Extract provided:

--*--

Saying things you didn’t know you knew!

December 16th, 2017

I was interviewed the other day for a piece on Druidry that came out in The Times today. You can see it here. At the end I’m quoted as saying that Awen (the term we use in Druidry for inspiration) can come to us and we find ourselves writing (or saying) something that we didn’t know we knew. Have a look at this video of Dr Martin Shaw, the storyteller. 50 seconds into the interview he does exactly this. It’s fun to watch it happen, and what he didn’t know is wonderful!

10 Responses to “Saying things you didn’t know you knew!”

  1. I rather enjoyed the Times article, thought it fair and informed. Awen can strike like this in any field. The famous chemist Linus Pauling invented something called the metallic bond to explain some of the properties of metals. He didn’t fully understand his own idea until he was giving a seminar one day, when suddenly, the full understanding of the idea came flooding into him.

  2. Thank you for sharing both. Once more, it is great to see my own thoughts and feelings reflected in others

  3. Thank you Philip – so peace giving and uplifting. The article in the times was great and really struck a wonderful chord.

  4. Although I’ve only had it for a year, Dr. Shaw’s Scatterlings is one of my most favorite books of all time—lyrical and deep.

  5. Sharing can expand upon our reflections. Thank you for sharing this. I very much enjoyed it, and gained some insight into the Druidic framing of deep memory.
    I believe in the ephemeral mind. I experience it as my personal staight of being. There is a great deal Idvlike to say here. However, its interesting to me how framing something culturally adds and takes away from our perceptions of it and the barer of those experiences and or staights of being.
    Awen was a new word to me not so long ago. What you call Awen is my own breath. Its always there. All I have to do is let it manifest.

--*--

Entries:
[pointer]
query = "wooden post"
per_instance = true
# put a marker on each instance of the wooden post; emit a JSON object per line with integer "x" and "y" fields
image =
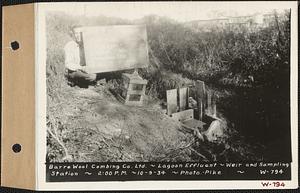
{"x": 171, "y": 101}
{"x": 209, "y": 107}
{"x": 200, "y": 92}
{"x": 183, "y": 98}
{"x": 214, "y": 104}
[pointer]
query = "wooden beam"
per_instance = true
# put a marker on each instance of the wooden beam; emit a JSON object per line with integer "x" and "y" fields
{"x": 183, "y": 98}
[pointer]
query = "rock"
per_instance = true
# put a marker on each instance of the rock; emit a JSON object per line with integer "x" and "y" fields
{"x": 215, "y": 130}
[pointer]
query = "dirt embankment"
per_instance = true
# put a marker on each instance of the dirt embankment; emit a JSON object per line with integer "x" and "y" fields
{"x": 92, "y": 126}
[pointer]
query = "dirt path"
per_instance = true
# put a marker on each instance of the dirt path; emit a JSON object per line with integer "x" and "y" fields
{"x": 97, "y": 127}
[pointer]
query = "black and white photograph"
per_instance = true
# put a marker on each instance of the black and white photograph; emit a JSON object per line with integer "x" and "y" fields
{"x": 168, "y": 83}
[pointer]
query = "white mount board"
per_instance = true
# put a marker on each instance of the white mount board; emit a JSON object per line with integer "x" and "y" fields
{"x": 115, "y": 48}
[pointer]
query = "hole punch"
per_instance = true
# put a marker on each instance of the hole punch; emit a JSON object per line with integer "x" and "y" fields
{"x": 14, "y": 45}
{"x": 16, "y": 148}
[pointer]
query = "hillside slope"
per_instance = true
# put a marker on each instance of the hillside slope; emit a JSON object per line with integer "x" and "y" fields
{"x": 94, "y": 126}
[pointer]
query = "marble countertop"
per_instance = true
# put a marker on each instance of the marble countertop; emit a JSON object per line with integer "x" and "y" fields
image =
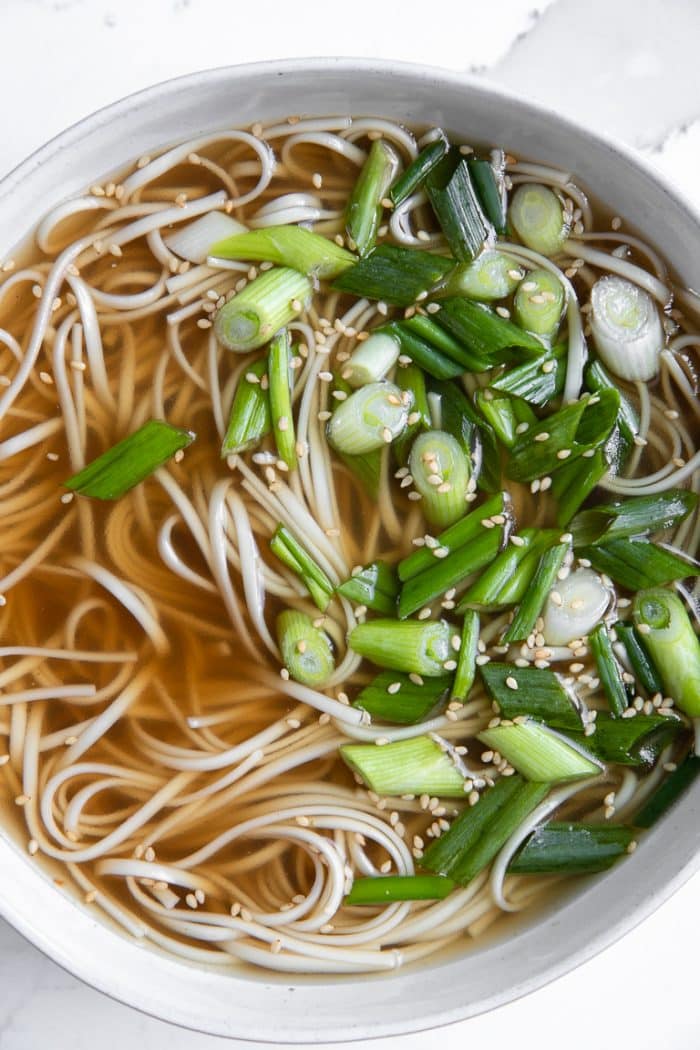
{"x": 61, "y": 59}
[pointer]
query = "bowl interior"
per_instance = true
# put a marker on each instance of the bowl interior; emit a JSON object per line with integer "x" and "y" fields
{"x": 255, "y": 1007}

--*--

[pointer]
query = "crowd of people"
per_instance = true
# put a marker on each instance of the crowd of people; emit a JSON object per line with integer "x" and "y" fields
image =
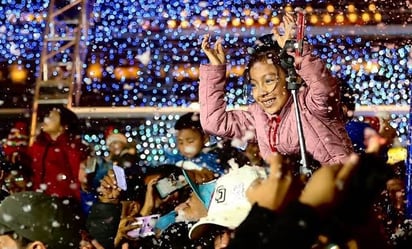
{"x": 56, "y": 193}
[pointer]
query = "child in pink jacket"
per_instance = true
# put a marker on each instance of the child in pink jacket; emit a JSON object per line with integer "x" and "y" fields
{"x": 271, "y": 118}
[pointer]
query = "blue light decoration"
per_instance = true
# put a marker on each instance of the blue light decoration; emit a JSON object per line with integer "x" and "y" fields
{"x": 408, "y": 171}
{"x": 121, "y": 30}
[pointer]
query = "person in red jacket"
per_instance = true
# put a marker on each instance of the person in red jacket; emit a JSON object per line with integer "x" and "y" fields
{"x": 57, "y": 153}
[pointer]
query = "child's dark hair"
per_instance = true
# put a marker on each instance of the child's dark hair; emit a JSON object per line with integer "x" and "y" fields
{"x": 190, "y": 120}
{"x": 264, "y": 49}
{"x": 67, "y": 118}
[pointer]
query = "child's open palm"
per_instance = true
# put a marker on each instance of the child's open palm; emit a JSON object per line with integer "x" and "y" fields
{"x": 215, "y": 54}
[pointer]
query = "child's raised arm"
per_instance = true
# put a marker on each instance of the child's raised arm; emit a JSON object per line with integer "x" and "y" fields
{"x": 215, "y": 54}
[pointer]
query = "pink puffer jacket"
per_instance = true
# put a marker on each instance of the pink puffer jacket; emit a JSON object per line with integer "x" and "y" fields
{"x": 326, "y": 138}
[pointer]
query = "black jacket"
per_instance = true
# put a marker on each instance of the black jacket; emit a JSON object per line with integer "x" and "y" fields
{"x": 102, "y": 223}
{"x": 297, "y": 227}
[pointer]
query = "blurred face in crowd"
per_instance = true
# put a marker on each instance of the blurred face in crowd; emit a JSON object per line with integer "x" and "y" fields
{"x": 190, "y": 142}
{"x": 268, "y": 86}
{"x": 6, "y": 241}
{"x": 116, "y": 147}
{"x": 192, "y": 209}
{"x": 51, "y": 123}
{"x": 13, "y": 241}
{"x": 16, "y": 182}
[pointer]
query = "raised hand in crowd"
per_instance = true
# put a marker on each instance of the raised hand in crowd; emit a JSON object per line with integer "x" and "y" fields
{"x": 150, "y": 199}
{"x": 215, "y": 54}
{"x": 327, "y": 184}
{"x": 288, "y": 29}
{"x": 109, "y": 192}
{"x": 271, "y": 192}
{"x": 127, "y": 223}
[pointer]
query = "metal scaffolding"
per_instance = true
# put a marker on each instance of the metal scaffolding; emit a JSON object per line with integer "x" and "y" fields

--*--

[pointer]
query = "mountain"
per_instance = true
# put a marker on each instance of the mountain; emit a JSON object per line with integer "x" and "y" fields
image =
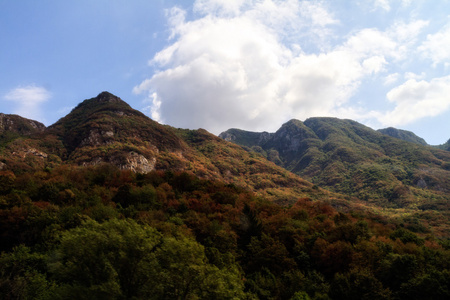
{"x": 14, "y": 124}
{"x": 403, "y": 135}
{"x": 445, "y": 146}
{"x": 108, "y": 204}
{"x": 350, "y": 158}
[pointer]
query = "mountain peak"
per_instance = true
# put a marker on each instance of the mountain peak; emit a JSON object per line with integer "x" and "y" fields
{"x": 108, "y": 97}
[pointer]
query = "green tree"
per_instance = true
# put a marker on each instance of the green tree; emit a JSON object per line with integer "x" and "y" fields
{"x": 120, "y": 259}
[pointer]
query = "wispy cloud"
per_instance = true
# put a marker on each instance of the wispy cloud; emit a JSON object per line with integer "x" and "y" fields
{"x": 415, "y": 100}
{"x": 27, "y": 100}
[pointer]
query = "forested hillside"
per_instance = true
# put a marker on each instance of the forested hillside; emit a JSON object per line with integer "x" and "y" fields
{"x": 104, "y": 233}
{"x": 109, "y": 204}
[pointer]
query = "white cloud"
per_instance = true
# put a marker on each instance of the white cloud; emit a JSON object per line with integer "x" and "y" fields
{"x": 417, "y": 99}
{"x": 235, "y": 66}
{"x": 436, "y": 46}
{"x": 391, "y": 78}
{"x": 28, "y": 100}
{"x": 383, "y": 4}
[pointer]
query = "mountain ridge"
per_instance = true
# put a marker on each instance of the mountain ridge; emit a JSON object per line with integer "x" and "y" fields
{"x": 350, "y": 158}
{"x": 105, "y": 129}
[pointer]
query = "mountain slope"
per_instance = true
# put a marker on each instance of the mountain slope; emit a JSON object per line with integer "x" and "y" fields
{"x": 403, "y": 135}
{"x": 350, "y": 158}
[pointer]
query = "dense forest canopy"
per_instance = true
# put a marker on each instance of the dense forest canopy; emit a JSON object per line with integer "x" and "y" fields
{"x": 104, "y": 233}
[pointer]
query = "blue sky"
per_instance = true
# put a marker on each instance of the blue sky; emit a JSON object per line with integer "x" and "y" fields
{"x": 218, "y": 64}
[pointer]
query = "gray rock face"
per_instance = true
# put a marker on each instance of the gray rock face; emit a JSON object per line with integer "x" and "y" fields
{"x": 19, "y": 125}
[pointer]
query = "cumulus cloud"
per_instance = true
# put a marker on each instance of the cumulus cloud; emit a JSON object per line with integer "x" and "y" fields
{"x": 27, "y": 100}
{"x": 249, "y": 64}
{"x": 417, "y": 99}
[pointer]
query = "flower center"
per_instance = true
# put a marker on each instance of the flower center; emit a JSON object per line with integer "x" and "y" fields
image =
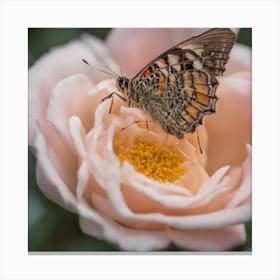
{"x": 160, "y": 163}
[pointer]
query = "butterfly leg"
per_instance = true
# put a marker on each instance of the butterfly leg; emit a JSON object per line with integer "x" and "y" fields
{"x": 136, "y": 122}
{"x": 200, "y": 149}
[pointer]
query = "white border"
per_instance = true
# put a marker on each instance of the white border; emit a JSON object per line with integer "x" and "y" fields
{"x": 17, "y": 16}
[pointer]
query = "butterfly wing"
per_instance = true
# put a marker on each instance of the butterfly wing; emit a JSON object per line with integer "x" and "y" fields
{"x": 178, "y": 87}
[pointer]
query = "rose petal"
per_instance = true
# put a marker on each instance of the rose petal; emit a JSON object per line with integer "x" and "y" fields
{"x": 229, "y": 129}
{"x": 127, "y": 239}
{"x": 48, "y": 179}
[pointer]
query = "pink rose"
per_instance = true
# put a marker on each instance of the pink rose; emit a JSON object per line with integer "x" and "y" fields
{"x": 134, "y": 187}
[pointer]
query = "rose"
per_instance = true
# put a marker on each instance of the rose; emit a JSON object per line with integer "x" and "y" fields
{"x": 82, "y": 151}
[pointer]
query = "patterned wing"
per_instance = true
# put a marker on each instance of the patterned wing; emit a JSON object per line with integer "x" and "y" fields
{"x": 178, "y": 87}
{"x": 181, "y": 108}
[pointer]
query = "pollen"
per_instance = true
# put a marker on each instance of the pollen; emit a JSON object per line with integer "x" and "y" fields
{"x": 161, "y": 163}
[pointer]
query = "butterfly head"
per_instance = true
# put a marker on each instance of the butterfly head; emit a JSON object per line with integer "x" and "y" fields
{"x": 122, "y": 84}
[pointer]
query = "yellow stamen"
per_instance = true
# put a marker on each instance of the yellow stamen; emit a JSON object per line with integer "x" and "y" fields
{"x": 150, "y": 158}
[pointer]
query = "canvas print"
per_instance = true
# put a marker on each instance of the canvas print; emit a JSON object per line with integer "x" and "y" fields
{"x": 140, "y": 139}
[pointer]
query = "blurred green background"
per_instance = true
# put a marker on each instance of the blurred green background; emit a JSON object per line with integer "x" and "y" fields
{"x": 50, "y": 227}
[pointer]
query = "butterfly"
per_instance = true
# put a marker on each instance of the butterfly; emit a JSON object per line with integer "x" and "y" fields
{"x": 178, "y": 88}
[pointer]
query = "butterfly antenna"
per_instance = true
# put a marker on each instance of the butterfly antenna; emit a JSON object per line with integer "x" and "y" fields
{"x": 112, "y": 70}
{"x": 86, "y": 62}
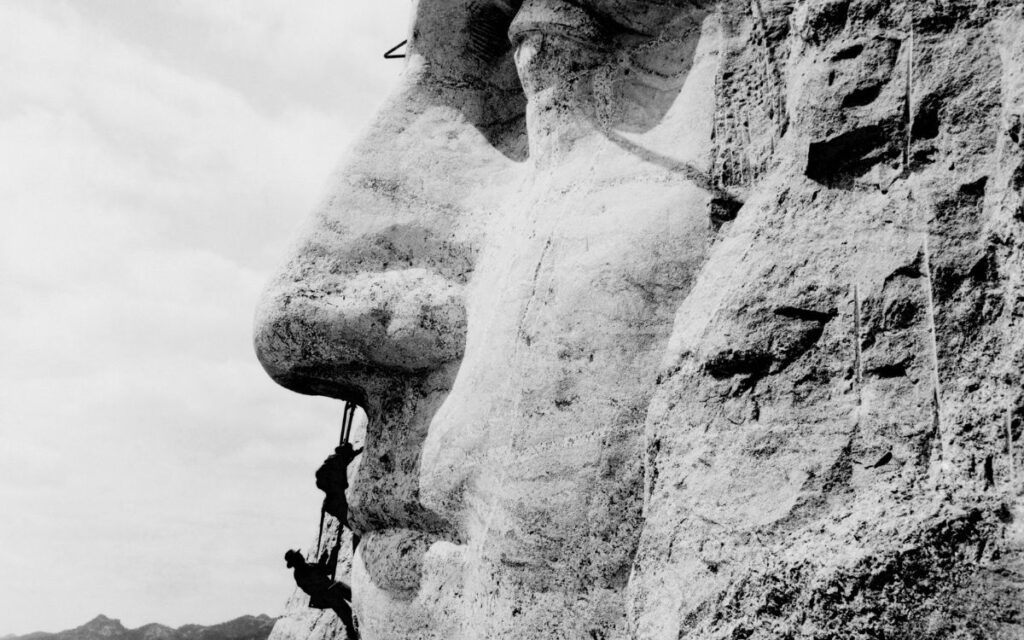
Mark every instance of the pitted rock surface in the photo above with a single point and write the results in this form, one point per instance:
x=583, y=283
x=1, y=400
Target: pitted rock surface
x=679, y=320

--*--

To-do list:
1/ In the Druidry post, which famous chemist is said to have invented the metallic bond?
2/ Copy the stretch of the Druidry post from "1. I rather" through "time—lyrical and deep.".
Answer from the Druidry post alone, without drawing on the data.

Solved tasks:
1/ Linus Pauling

2/
1. I rather enjoyed the Times article, thought it fair and informed. Awen can strike like this in any field. The famous chemist Linus Pauling invented something called the metallic bond to explain some of the properties of metals. He didn’t fully understand his own idea until he was giving a seminar one day, when suddenly, the full understanding of the idea came flooding into him.

  2. Thank you for sharing both. Once more, it is great to see my own thoughts and feelings reflected in others

  3. Thank you Philip – so peace giving and uplifting. The article in the times was great and really struck a wonderful chord.

  4. Although I’ve only had it for a year, Dr. Shaw’s Scatterlings is one of my most favorite books of all time—lyrical and deep.